__Exercise details__:
Count the lines below that contain the string "every", treating uppercase and lowercase letters as distinct. Give only the resulting number.

__Records to process__:

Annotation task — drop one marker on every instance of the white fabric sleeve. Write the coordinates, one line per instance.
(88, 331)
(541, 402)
==
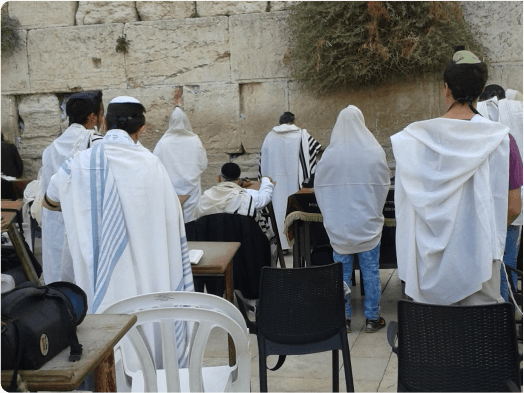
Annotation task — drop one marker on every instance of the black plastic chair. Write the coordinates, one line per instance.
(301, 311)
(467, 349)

__Correct result__:
2